#### EXERCISE BRIEF
Pictures are to be left out; every line from the one that holds "Where can the ceramic" to the end of the data is to be retyped exactly.
───── INPUT MATERIAL
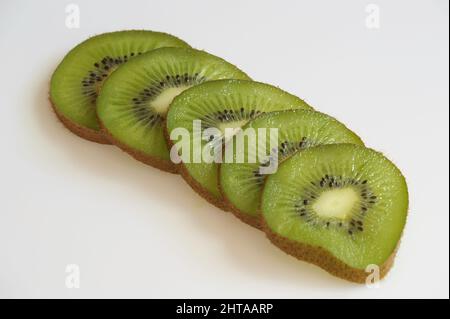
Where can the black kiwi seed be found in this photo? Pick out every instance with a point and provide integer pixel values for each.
(354, 223)
(144, 114)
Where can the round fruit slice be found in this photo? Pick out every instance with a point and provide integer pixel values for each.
(221, 106)
(80, 76)
(133, 103)
(342, 207)
(241, 182)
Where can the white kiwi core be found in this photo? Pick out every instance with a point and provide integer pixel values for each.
(163, 100)
(336, 203)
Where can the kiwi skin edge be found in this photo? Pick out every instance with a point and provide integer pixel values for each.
(83, 132)
(323, 258)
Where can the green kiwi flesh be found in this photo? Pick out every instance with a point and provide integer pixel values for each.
(241, 183)
(133, 102)
(76, 82)
(342, 207)
(221, 105)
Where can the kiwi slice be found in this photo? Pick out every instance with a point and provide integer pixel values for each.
(241, 183)
(77, 80)
(133, 103)
(221, 105)
(342, 207)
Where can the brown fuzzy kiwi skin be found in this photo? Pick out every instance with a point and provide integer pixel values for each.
(164, 165)
(323, 258)
(83, 132)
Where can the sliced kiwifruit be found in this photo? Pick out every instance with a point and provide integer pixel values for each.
(133, 102)
(241, 182)
(342, 207)
(220, 105)
(77, 80)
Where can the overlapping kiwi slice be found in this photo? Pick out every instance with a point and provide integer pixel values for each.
(342, 207)
(133, 103)
(78, 79)
(221, 105)
(241, 182)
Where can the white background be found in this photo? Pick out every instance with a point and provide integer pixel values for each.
(137, 232)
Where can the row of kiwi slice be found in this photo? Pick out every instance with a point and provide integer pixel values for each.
(330, 200)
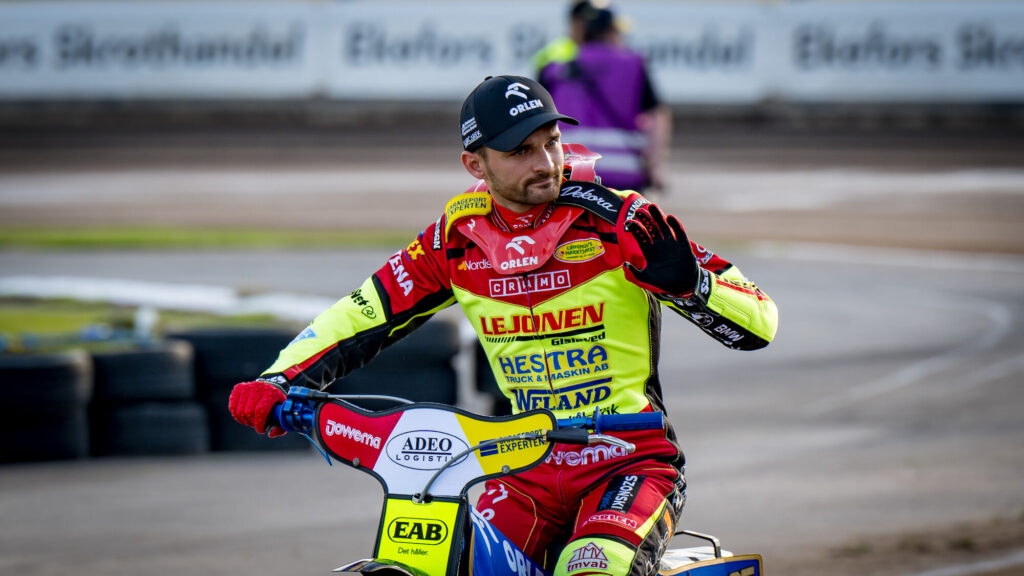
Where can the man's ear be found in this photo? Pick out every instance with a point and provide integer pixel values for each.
(473, 164)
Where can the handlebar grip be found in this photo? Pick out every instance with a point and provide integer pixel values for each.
(638, 421)
(569, 436)
(274, 417)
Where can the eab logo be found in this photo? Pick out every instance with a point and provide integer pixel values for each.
(417, 531)
(580, 250)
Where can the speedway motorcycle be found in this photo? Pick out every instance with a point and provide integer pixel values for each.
(427, 456)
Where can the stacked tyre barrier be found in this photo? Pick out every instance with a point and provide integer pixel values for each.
(143, 402)
(47, 398)
(224, 357)
(170, 398)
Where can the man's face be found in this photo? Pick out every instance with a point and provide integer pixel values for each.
(528, 175)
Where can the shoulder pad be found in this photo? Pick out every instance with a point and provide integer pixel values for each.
(602, 202)
(468, 204)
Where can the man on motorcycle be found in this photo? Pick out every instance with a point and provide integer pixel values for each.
(563, 281)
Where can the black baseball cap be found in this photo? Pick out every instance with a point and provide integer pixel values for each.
(502, 111)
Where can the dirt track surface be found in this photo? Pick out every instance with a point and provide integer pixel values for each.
(932, 191)
(820, 448)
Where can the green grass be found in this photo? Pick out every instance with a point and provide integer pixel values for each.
(151, 238)
(43, 325)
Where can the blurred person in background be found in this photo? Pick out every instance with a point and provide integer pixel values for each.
(563, 281)
(607, 88)
(564, 48)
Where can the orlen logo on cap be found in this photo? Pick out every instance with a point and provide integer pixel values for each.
(513, 90)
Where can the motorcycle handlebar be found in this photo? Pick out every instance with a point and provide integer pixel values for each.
(296, 414)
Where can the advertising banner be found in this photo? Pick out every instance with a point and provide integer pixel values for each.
(698, 52)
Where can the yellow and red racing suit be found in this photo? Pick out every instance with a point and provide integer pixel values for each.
(564, 326)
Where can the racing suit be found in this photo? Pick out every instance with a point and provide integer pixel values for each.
(564, 327)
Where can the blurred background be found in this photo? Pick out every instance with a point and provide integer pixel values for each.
(183, 186)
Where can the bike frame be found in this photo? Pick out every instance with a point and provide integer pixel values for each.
(427, 456)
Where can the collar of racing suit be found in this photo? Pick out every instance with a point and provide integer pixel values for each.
(523, 250)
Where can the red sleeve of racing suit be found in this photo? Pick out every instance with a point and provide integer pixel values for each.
(398, 297)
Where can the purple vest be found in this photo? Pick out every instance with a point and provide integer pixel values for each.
(603, 89)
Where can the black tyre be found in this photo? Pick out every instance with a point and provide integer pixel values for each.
(158, 372)
(152, 429)
(49, 435)
(45, 397)
(48, 380)
(225, 357)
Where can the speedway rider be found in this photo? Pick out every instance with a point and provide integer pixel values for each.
(563, 281)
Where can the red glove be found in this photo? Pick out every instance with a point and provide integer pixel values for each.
(251, 403)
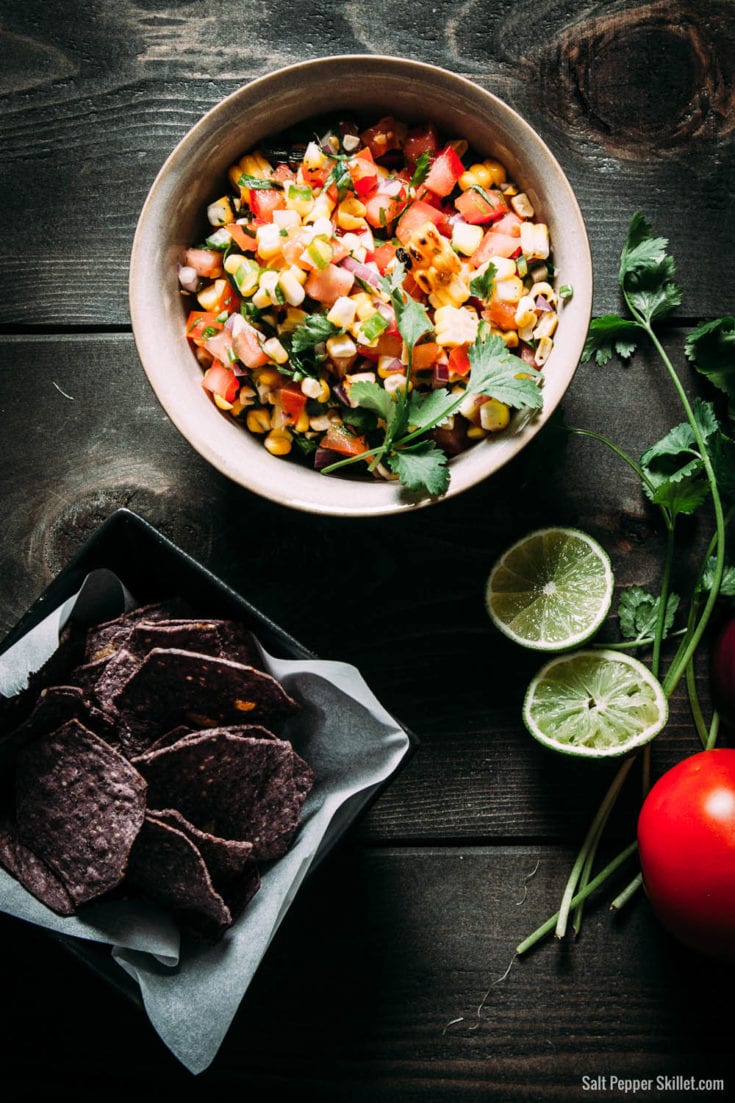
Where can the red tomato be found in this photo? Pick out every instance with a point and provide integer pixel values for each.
(419, 140)
(446, 170)
(686, 843)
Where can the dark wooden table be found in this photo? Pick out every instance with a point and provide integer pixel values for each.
(384, 980)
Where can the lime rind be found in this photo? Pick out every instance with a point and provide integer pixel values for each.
(551, 590)
(595, 704)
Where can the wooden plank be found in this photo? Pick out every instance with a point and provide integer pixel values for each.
(402, 598)
(636, 103)
(385, 983)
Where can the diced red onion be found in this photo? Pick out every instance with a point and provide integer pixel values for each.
(368, 274)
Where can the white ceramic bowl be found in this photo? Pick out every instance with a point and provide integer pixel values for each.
(195, 173)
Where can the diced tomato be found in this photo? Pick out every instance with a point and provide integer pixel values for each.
(241, 237)
(446, 170)
(416, 216)
(339, 439)
(426, 355)
(221, 381)
(382, 137)
(419, 140)
(293, 402)
(459, 360)
(206, 263)
(496, 245)
(264, 201)
(501, 313)
(479, 207)
(329, 284)
(382, 210)
(200, 321)
(247, 347)
(383, 256)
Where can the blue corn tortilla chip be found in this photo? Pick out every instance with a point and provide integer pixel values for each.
(80, 805)
(232, 785)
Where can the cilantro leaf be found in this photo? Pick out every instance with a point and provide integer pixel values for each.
(647, 272)
(421, 468)
(638, 612)
(609, 335)
(496, 372)
(373, 397)
(317, 328)
(481, 286)
(711, 347)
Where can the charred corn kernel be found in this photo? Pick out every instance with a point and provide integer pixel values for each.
(496, 170)
(546, 324)
(342, 312)
(209, 297)
(351, 213)
(315, 388)
(455, 325)
(341, 346)
(509, 290)
(504, 267)
(269, 242)
(522, 205)
(258, 419)
(274, 349)
(290, 282)
(476, 432)
(389, 366)
(466, 238)
(244, 270)
(525, 313)
(543, 351)
(220, 212)
(278, 441)
(534, 241)
(395, 382)
(481, 173)
(493, 415)
(546, 290)
(268, 376)
(508, 336)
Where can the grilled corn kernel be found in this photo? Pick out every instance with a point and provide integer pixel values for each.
(351, 213)
(525, 313)
(258, 419)
(315, 388)
(493, 415)
(342, 312)
(278, 441)
(543, 351)
(341, 346)
(534, 241)
(509, 290)
(522, 205)
(546, 324)
(220, 212)
(274, 349)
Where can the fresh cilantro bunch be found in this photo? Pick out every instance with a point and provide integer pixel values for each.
(409, 415)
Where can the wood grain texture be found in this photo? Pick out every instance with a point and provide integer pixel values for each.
(635, 102)
(385, 986)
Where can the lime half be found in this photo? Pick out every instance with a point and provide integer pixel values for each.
(596, 704)
(552, 590)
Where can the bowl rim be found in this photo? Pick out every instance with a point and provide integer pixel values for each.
(288, 483)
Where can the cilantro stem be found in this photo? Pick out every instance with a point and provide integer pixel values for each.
(589, 845)
(545, 929)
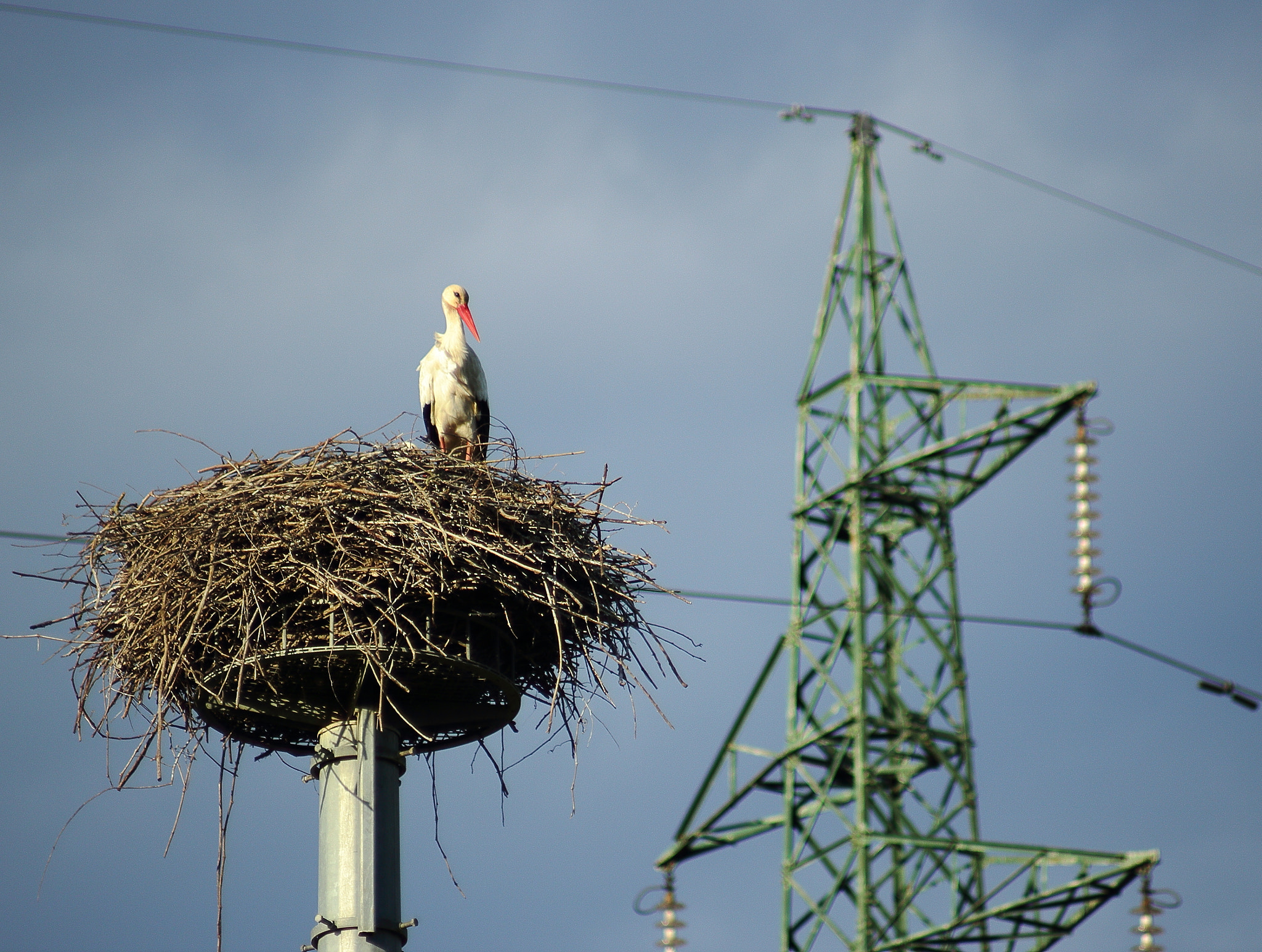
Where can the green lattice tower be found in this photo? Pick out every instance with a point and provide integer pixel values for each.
(873, 786)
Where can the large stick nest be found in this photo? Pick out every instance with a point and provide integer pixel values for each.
(402, 575)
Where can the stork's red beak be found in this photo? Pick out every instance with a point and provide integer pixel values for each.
(467, 317)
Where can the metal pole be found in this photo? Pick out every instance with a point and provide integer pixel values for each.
(359, 768)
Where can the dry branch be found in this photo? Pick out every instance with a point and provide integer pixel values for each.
(384, 550)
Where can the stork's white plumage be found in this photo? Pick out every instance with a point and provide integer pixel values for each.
(454, 398)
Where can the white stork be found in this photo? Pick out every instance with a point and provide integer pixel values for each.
(454, 398)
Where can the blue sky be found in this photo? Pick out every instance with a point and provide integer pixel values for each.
(248, 245)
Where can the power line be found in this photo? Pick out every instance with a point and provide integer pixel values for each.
(36, 537)
(1208, 681)
(786, 110)
(1211, 682)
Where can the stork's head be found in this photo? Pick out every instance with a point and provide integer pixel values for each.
(456, 301)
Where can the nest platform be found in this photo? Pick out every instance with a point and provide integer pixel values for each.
(278, 595)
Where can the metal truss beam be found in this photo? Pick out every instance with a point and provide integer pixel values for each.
(874, 776)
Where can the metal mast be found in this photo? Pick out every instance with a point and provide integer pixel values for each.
(873, 784)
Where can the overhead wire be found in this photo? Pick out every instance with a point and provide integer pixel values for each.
(786, 110)
(1210, 682)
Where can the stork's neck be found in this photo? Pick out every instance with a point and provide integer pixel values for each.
(454, 339)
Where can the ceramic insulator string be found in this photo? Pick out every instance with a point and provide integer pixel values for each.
(1085, 552)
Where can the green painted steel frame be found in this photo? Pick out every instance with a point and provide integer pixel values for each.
(875, 781)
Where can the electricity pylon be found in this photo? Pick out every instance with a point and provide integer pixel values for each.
(873, 784)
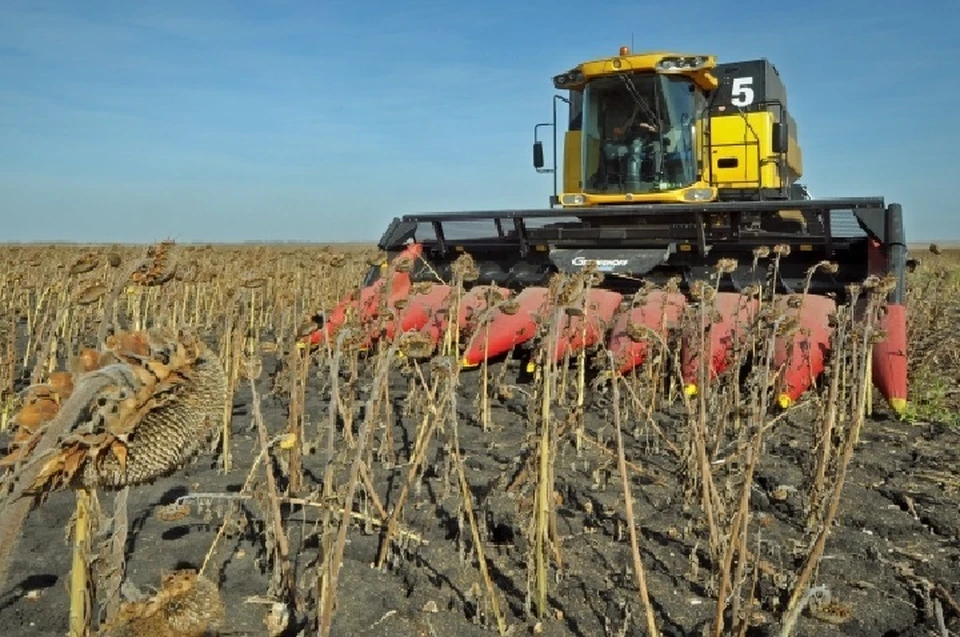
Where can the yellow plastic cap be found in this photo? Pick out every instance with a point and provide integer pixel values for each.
(899, 405)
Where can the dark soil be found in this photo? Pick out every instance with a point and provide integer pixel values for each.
(894, 543)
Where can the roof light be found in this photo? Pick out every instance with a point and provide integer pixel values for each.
(688, 63)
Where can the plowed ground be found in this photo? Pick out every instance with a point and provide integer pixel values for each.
──────────
#### TASK ANSWER
Where can the ceramic insulator string be found in this photo? Pick out every instance with a point and provide integer pixel values for each.
(1085, 552)
Where can the green painted steel frame be found in this photo? Pick out every instance with a point and provide integer pixel values for each.
(875, 781)
Where can the electricity pylon be found in this photo? Pick out every instance with a point and provide integer pixel values for each.
(873, 784)
Where can the yellow plastic cap be found in this photo? Pick out every instance with a point and provide integer pixel values for each.
(899, 405)
Where can the dark soil be found in this photo? Pick out every instance with a point and provide integer pixel values for each.
(894, 543)
Where can the roof light be found in this photo? Pick out every instance with a point and provide integer pixel values for each.
(688, 63)
Where can the plowed ground be found in this photo? Pick out every instance with a point and provide integer pixel values for each.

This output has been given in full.